→ **Direction**
Reproduce every item below verbatim, leaving each line unchanged.

(Excerpts from location labeling data)
★ ★ ★ ★ ★ ★ ★
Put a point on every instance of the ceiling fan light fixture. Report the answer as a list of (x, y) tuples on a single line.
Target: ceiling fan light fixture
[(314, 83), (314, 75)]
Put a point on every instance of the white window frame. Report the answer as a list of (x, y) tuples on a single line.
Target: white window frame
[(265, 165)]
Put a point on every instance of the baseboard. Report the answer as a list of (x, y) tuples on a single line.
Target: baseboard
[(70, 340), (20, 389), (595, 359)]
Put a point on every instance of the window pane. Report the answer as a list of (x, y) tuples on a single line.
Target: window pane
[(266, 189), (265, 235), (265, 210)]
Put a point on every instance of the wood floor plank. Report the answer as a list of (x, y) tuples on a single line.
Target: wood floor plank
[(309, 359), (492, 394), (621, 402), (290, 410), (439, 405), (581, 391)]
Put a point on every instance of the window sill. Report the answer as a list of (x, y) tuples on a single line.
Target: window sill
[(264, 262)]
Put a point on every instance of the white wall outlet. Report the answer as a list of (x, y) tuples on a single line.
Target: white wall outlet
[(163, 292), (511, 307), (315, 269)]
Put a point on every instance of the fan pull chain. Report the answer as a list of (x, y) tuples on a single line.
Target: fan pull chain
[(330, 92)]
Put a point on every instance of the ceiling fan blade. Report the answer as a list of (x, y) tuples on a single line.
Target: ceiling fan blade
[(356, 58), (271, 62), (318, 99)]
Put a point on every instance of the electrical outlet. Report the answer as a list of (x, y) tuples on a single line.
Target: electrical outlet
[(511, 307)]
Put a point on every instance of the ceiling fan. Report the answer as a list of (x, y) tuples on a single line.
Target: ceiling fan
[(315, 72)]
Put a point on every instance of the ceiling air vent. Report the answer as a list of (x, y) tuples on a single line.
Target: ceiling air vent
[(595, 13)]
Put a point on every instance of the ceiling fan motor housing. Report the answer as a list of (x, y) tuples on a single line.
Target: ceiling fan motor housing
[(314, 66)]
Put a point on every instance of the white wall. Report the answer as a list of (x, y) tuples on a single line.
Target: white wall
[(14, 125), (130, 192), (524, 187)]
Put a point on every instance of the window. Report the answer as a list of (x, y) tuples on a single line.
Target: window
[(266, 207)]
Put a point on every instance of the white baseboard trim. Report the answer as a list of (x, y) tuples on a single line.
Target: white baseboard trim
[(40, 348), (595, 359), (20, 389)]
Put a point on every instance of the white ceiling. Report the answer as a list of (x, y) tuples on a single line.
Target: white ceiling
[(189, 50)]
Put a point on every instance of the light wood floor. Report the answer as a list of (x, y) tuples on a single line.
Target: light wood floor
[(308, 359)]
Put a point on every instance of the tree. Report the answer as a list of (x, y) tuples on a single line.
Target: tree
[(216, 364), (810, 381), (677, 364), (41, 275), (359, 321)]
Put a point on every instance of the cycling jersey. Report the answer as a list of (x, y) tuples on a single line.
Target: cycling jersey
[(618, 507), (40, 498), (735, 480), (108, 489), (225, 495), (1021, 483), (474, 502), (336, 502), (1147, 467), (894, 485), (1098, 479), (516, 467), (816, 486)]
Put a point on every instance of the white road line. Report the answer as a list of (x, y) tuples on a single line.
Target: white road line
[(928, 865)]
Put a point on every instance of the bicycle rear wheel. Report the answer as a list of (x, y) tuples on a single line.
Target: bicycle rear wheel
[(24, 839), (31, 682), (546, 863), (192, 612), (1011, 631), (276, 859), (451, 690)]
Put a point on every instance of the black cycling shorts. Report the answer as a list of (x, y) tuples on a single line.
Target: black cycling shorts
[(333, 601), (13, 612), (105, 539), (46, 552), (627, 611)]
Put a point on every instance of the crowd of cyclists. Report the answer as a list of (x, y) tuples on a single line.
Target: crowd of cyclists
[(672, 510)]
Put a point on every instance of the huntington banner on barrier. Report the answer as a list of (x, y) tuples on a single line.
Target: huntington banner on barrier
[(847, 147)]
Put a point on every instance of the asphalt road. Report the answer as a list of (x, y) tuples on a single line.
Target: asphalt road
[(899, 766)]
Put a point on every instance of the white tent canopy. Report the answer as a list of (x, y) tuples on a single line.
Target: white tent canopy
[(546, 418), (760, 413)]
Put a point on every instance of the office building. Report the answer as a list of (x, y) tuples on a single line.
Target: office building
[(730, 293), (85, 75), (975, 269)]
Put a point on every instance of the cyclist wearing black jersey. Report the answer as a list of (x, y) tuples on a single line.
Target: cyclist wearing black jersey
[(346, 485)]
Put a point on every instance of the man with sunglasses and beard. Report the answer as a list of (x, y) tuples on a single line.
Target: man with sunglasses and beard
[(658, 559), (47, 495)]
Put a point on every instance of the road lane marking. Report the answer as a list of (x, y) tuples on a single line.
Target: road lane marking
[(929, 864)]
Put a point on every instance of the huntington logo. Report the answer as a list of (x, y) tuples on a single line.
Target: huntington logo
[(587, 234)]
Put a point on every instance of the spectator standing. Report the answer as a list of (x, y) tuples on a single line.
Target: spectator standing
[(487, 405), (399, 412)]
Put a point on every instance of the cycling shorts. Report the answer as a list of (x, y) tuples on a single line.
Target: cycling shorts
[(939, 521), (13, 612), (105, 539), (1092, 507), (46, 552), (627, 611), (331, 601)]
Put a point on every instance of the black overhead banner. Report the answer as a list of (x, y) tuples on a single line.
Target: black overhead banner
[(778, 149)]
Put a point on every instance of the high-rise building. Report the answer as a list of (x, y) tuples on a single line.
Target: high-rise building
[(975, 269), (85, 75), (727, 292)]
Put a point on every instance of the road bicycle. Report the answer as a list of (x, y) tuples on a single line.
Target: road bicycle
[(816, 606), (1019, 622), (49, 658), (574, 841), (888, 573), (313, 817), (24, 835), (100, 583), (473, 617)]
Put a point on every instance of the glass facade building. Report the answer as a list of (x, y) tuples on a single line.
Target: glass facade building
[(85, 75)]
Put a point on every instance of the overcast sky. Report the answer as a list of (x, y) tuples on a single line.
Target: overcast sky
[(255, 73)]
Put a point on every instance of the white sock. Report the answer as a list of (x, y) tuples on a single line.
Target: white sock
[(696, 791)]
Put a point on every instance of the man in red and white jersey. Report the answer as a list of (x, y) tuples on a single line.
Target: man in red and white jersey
★ ★ ★ ★ ★ ★ ★
→ **Answer to the exercise**
Put a point on every instance of the ceiling fan light fixture. Report the answer as a list of (x, y) tuples on a single line.
Target: ceiling fan light fixture
[(314, 83), (314, 75)]
Put a point on every instance of the white window frame. Report the answer as a list of (x, y) tuples on a single line.
Target: white window frame
[(265, 165)]
Put a point on every instance of the baseboard. Report the answer as a list of (x, y) tuples on a single line.
Target: baseboard
[(70, 340), (20, 389), (595, 359)]
Put a point on every instance of the window pane. Report the answer as a list of (x, y) tuples on a single line.
Target: window pane
[(266, 189), (265, 235), (265, 210)]
Put a point on every instance of the wood floor plank. Report the answer as a list of (x, y) tuples on a single line.
Target: wood floor plank
[(309, 359), (492, 394), (621, 402), (290, 410), (439, 405), (581, 391)]
Put a point on every instance of the window sill. Report the answer as a list of (x, y) tuples on a single line.
Target: window sill
[(264, 262)]
Put a point on every instance of the white wall outlet. Report the answer as a list of (x, y) tuples on a single line.
Target: white wall outlet
[(163, 292), (511, 307), (315, 269)]
Put a point on every instance of the fan pull chain. Report the answer as a list of (x, y) tuples on a single line.
Target: fan pull chain
[(330, 92)]
Put a point on every instance of the ceiling fan blade. Report the answer as a list of (x, y) tuples on a single line.
Target: ceiling fan blade
[(356, 58), (271, 62), (318, 99)]
Put a point on every instance of the electrical outlet. Report the answer as a list of (x, y) tuples on a single line.
Target: electrical outlet
[(511, 307)]
Put a point on every instance of the ceiling fan. Report the answer as a list of (x, y) tuples on a single line.
Target: ceiling fan
[(315, 72)]
Put a point on every instance of the ceiling air vent. Report the answer as a list of (x, y) tuples on a single line.
Target: ceiling air vent
[(595, 13)]
Put a point on every instance of the ceiling fan motor housing. Report the answer as a list of (x, y) tuples on a single line.
Target: ceiling fan motor housing
[(314, 66)]
Put a point on every instance of the white wall. Report the answer as a list of (x, y) tuples on a single line.
Target: white wall
[(14, 125), (130, 192), (524, 187)]
Put a point on every instance of the window. Report the answer as a list of (x, y) tuples on a single line.
Target: window
[(266, 207)]
Put a point on every instance of the white baseboard trim. Report the answer as a list of (x, y) tuples on a single line.
Target: white baseboard trim
[(40, 348), (595, 359), (20, 389)]
Put a point on every instance of the white ceiling. Report the answer as a list of (x, y) tuples on a single line.
Target: white ceiling
[(189, 50)]
Put a point on every instance of the light wood floor. Report the answer as a list of (x, y) tuples on a single line.
Target: light wood floor
[(308, 359)]
Put a point on every instance of the tree. Report the answer as a list of (x, y) tuples on a single line.
Target: tree
[(216, 364), (810, 381), (677, 364), (41, 275), (359, 321)]
Put a point on every instance of the cycling jersey. Report the answer as a list of (x, y) tuples on a single line.
Target: cycling jersey
[(618, 507), (40, 498), (735, 480), (108, 489), (225, 495), (1021, 483), (474, 502), (336, 502), (1147, 467), (894, 485), (1098, 479), (516, 467), (816, 486)]
Put a point on every instance of the white road line. Report the answer as a list of (x, y) tuples on a single line.
Target: white road line
[(928, 865)]
Put a point on every instance of the bicycle rear wheel. Report the answer as a list of (x, y) tuples on a single line.
Target: bicycle rear wheel
[(24, 839), (31, 682), (546, 863), (192, 612), (1011, 631), (276, 859), (451, 690)]
Put a point on every instance of the black cycling shorts. Report the answer as a list of (x, y) tuples on a single line.
Target: black cycling shorts
[(333, 601), (13, 612), (105, 539), (46, 552), (627, 611)]
Put a point on every instance of the crowd of cyclists. Report the answer as a list of (x, y) tuples on a single line.
Target: crowd of cyclists
[(672, 510)]
Put a point on every instance of the huntington banner on barrier. Report the answer as a list of (x, y) tuples on a single line.
Target: huntington banner on barrier
[(847, 147)]
Put a point on every instance of the asphalt road. Report the answer as a list of (x, y) tuples on a single line.
Target: asphalt road
[(899, 766)]
Put a point on every instance of the white tent canopy. Report the answer as a list of (x, y) tuples on a single line.
Target: white tent canopy
[(546, 418), (760, 413)]
Put a point on every instance of the office building. Report the answer as a list of (x, y) tuples on a single line.
Target: office building
[(730, 293), (85, 75), (975, 269)]
Put a point on every instance of the cyclist wearing black jersey. Report the answer as a list of (x, y) tuples on a single line.
Target: cyclist wearing black jersey
[(346, 485)]
Put a point on every instance of the man with sunglasses and beard. Report the answer as a list of (x, y) tuples on a single line.
Target: man with sunglasses and beard
[(658, 559), (47, 495)]
Put a point on every instance of the road lane marking. Report the answer as a list of (x, y) tuples on a single line.
Target: road lane marking
[(929, 864)]
Put a point on every instance of the huntington logo. Report the answer as a list of (x, y) tuples on a single line.
Target: huntington logo
[(587, 234)]
Put a point on every instance of the spectator standing. Report the answer as a list of (x, y) tuples on a single line.
Target: spectator standing
[(487, 405), (399, 412)]
Put a point on every instance of the cycling shorts. Report the answer as a list of (x, y) tuples on a single line.
Target: cycling shorts
[(939, 521), (13, 612), (105, 539), (1092, 507), (46, 552), (627, 611), (331, 601)]
Put a point on every instance of the black overhead banner. Report the answer as a list of (x, y) tuples on a single line.
Target: black overhead banner
[(778, 149)]
Put a point on every instance of the high-rise building. Report the answer as a list of (x, y) tuples on a single line.
Target: high-rise building
[(975, 269), (85, 75), (727, 292)]
Put a point on every instance of the road bicycle. Report the answer as a list of (x, y) tuples on a single line.
Target: road bicycle
[(816, 606), (1019, 622), (49, 658), (574, 841), (888, 573), (313, 817), (24, 835), (100, 583), (473, 617)]
Put a point on every instance of the glass facade building. Report the answer as a list of (x, y) tuples on a single line.
Target: glass facade building
[(85, 75)]
Put a point on every instance of the overcast sky. Report the answer as a list of (x, y) tuples on a single line.
Target: overcast sky
[(255, 73)]
Put a point on every instance of the white sock. Report the answer as a list of (x, y) tuples on a single line.
Target: white sock
[(696, 791)]
Put a point on every instance of the man in red and white jersey. Report the answer as a list of (x, y) tuples on a single line.
Target: man in red and white jersey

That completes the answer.